Stored items:
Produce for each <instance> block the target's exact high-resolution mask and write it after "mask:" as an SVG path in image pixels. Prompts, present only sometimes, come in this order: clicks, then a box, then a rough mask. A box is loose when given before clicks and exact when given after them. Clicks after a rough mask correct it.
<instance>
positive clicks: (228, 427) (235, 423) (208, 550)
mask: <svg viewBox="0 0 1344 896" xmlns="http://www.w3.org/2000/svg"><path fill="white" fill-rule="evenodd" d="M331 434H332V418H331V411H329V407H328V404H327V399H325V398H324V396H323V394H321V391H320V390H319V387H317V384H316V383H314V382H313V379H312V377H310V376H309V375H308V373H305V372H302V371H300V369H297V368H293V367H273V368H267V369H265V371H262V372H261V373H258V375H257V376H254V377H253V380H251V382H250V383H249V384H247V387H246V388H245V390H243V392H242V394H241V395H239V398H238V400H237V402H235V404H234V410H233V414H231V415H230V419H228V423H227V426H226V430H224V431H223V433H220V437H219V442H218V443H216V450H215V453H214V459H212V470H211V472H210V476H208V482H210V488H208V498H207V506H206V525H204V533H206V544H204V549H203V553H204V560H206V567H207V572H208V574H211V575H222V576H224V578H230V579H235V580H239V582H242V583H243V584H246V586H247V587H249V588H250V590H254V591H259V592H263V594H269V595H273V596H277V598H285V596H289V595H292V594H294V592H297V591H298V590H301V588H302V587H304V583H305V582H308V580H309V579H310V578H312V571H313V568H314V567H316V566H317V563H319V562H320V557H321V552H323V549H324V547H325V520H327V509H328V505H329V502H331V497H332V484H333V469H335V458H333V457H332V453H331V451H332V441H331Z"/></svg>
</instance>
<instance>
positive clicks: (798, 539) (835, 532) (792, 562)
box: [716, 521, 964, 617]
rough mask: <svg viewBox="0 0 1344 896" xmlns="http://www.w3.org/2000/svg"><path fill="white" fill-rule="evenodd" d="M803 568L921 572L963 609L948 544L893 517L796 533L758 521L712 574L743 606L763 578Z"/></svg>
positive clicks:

[Directions]: The "</instance>" line through the last line above: set these down exactly and add nothing else.

[Your response]:
</instance>
<instance>
positive clicks: (798, 539) (835, 532) (792, 562)
box: [716, 521, 964, 617]
rough mask: <svg viewBox="0 0 1344 896" xmlns="http://www.w3.org/2000/svg"><path fill="white" fill-rule="evenodd" d="M803 568L921 572L963 609L948 544L893 517L796 533L758 521L712 574L743 606L763 578Z"/></svg>
positive clicks:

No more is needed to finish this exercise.